• **GIVEN ENTRIES**
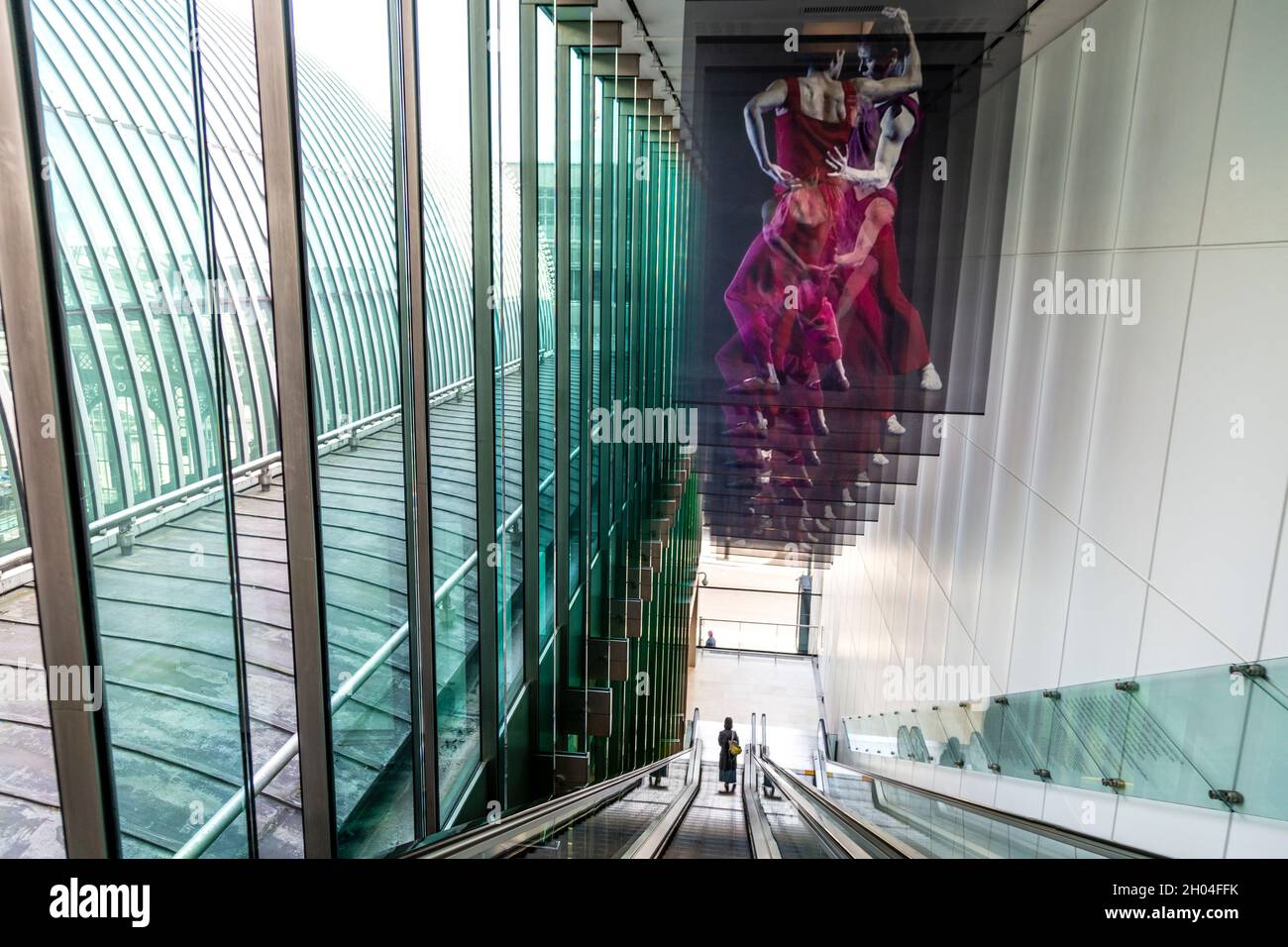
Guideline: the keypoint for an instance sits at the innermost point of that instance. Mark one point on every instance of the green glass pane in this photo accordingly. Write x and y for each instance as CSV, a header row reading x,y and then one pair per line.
x,y
349,197
1262,766
450,337
1183,736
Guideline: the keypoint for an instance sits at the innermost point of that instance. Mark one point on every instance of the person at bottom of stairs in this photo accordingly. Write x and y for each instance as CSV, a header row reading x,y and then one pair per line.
x,y
729,750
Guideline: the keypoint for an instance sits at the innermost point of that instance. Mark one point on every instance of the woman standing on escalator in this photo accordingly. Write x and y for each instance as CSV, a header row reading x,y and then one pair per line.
x,y
729,750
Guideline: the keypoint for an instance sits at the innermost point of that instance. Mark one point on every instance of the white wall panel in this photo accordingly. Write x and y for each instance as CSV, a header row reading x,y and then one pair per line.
x,y
1133,406
1001,578
1098,151
1250,127
971,528
1046,578
1054,89
1173,642
1107,605
1019,157
1216,532
1021,382
1068,392
1173,121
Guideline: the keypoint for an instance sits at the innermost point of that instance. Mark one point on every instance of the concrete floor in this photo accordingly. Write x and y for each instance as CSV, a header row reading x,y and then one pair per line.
x,y
782,686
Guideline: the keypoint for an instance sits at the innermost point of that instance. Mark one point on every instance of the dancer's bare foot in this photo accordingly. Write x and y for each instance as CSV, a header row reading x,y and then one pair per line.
x,y
832,377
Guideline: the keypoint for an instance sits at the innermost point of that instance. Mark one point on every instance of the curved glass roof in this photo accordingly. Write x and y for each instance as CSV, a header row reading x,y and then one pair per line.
x,y
136,279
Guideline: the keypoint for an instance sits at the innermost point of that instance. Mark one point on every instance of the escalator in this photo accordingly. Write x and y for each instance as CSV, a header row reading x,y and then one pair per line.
x,y
675,808
932,825
678,808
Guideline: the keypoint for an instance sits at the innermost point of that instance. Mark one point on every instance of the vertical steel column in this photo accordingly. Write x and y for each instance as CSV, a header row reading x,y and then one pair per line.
x,y
415,412
42,371
283,197
484,390
529,248
563,373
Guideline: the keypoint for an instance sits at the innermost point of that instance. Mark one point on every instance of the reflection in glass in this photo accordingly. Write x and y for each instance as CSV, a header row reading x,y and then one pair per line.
x,y
30,819
155,414
450,335
347,157
546,53
507,342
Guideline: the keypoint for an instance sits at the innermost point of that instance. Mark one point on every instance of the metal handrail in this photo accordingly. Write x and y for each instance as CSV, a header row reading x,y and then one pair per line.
x,y
759,832
213,827
820,758
209,484
1069,836
820,812
653,841
505,835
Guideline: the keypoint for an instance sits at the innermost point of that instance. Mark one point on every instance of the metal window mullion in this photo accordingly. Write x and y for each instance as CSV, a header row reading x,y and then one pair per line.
x,y
40,369
224,377
531,416
484,388
563,315
415,411
585,357
292,342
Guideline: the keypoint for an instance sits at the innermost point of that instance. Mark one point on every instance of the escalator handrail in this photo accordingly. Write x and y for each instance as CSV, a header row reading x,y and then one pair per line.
x,y
818,810
820,771
652,843
1069,836
496,839
759,834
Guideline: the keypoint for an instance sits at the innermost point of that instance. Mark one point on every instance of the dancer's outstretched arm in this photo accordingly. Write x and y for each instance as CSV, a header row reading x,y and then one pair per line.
x,y
754,116
883,89
896,131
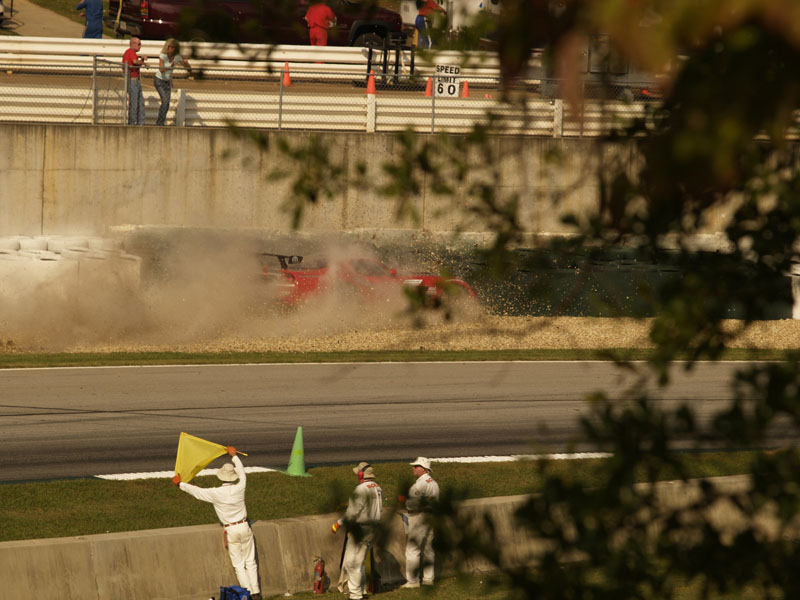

• **ACTIVITY**
Your reply should restate every entry exactly, with the pictures left out.

• **WORKED SOLUTION**
Guideline: the keypoint for an instance sits at the innermost point of that instance. Mark one point on every instance of the green glass pane in this photo accordingly. Write x and y for each instance as CSV, a header row reading x,y and then one pair per line.
x,y
349,197
1262,766
450,337
1183,736
Guideline: the keypoint for an instance sits at the innermost point of that instance. Mark one point on every instance of the person at bottom of stairs in this photo accordingly. Write x and y for each instance as CSV, a header row reading x,y and then one pair per line.
x,y
729,750
Guideline: the keypoint for an instance sits at the innermost point of that instance. Mark one point on every instance of the woman standing on escalator in this photo accordingly. Write x and y for each instance as CSV, a header row reading x,y and then one pair per line.
x,y
729,750
Guideline: the keypoint for an instance sits at the innermost point of that instance. Mark one point on every instance of the white wall panel in this photo accordingly. Write x and y for each instance as CSV, a header row reading x,y and then one pair per line.
x,y
1133,406
1001,578
1098,151
1250,127
971,528
1046,578
1054,89
1173,642
1107,605
1019,157
1216,532
1021,382
1068,392
1173,121
Guideline: the keypoint for an instance sits at the innermost point of that instance. Mark one point on every instance of the concrete floor in this photo accordingly. Write x and y for each instance as CSV, a header row reading x,y and then one pair per line.
x,y
782,686
Guideline: the keypoint for an instance sits at the innermost point of that instance. Mark one point on every instance of the dancer's bare foot in this photo accordingly. Write x and y for each instance as CSV, a header row reading x,y and then one pair per line.
x,y
832,377
Guideline: the keypoint for an instance sits at the innermost point of that instance. Mark one point on every instance of the curved glass roof in this photo accordingly. Write x and y for each instance as CSV, a header row reading x,y and then one pair per line.
x,y
136,279
Guideline: the keypoint for an instance sits at the innermost point of that instance. Mark one point on every instance of the escalator in this photo accordingly. Write x and y for each instance as CSV, a header row reading x,y and then one pair per line.
x,y
675,808
932,825
678,808
Guideline: the keypoint for an instance sits at the innermost point of that instance. Mark one point on every instance of the vertical steel column in this photo accordingly. Write x and y for each instance as CSV, a header row reading x,y and then one pair per line.
x,y
415,412
42,371
283,197
484,390
529,248
563,373
Guideline: the keypoint for an instance sits at the innermost point of that instance. Mark one point on every instance of the reflection in glass in this photo accordingly. Write x and y for each instance as CSV, a header row reading x,y and then one pair per line.
x,y
30,819
155,414
450,335
347,157
546,53
507,342
Guideline: the keypoint for an instance sits at the innermost point of that instance. Mark one point on every instance of the metal handrail in this photo accordingly. Write x and y for each instance as CSV, a header row reading x,y and then one pair per line.
x,y
759,832
213,827
820,758
209,484
1069,836
820,812
653,841
505,835
Guideline: the keypoint for an instance sits at the innermost point of that instance. Mark one point on every instance of the metal window mullion in this photo accordingly. Write x and y for each instance as CSV, a header row reading x,y and then one pair per line.
x,y
40,369
224,377
531,416
484,388
563,315
415,411
585,357
292,342
Guideline: the keypoint for an instance sits at the innermost point of that instance. Mark one point on every instance of the escalator handrail in this photo accordingly. Write x and y for each instance as CSV, a header row reading x,y and then one pair per line.
x,y
818,810
820,771
652,843
1069,836
496,839
759,834
Guideline: the keypoint for an instance sits at the innermost point of that instance. Mark one point on every instance of the dancer's outstretched arm in this photo accordingly. Write x and y for each instance as CSV, a header row reading x,y and then one pair per line.
x,y
754,116
883,89
896,131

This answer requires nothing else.